## REQUISITOS DO EXERCÍCIO
A) Cite, do texto extraído, o trecho que vai de "A Polícia Militar" até "socorridos pelo Samu.".
B) Segundo o texto extraído, com quem e em que lugar Ezequiel morava?

## TEXTO EXTRAÍDO
========================================================================

Usuário  Apesar do posicionamento da polícia, a mãe de Ezequiel disse que o filho nunca foi preso e não tinha envolvimento com a criminalidade, mas confirmou que ele era usuário de maconha. “Hoje em dia, qual o jovem que nunca fumou um cigarro (maconha)? Mas o meu filho trabalhava para pagar as contas dele e ajudar nas despesas da filha de três anos”, disse ela.  Ezequiel morava com a irmã e o cunhado na Terceira Etapa de Castelo Branco. “Ele trabalhou a manhã inteira de domingo, vendendo temperos da entrada do bairro até a terceira etapa. Depois de muito andar, ele foi pra casa, almoçou e dormiu um pouco. Finalzinho da tarde, saiu para beber, como todo jovem, e não voltou. Ficamos preocupadas. No dia seguinte acordei com a notícia dele morto”, contou a mãe do rapaz.  Os corpos foram encontrados na Rua Adriana Faria, na Creche (Foto: Burno Wendel/CORREIO) Ela disse desconhecer o motivo pelo qual o filho foi assassinado. “ Não faço ideia. Ele não tinha inimigos. Era uma pessoa adorável com todo mundo, tanto que muita gente fazia questão de comprar os temperos nas mãos dele. Eu sou a primeira pessoa que querer saber o porquê e quem foi”, declarou a mãe, pouco antes de encerrar a conversa

A Polícia Militar contou disse que, por volta das 7h, policiais da 47ª Companhia Independente da PM (CIPM/Pau da Lima) e 50ª CIPM (Sete de Abril) foram acionados para atender uma ocorrência de disparos de arma de fogo, na rua da Abelha, entre os bairros Castelo Branco e Sete de Abril. No local, as guarnições encontraram três mortos por disparos de arma de fogo.  A PM informou ainda que, antes desse episódio, por volta das 4h, policiais da 47ª CIPM, foram informados que dois homens feridos por disparos de arma de fogo deram entrada na Unidade de Pronto Atendimento (UPA) de São Marcos, socorridos pelo Samu.

========================================================================

## INFORMAÇÕES FORNECIDAS
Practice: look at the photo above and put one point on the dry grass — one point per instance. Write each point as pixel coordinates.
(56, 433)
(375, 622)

========================================================================

## RESULTADOS DAS TAREFAS
A)
A Polícia Militar contou disse que, por volta das 7h, policiais da 47ª Companhia Independente da PM (CIPM/Pau da Lima) e 50ª CIPM (Sete de Abril) foram acionados para atender uma ocorrência de disparos de arma de fogo, na rua da Abelha, entre os bairros Castelo Branco e Sete de Abril. No local, as guarnições encontraram três mortos por disparos de arma de fogo.  A PM informou ainda que, antes desse episódio, por volta das 4h, policiais da 47ª CIPM, foram informados que dois homens feridos por disparos de arma de fogo deram entrada na Unidade de Pronto Atendimento (UPA) de São Marcos, socorridos pelo Samu.

B) Ezequiel morava com a irmã e o cunhado na Terceira Etapa de Castelo Branco.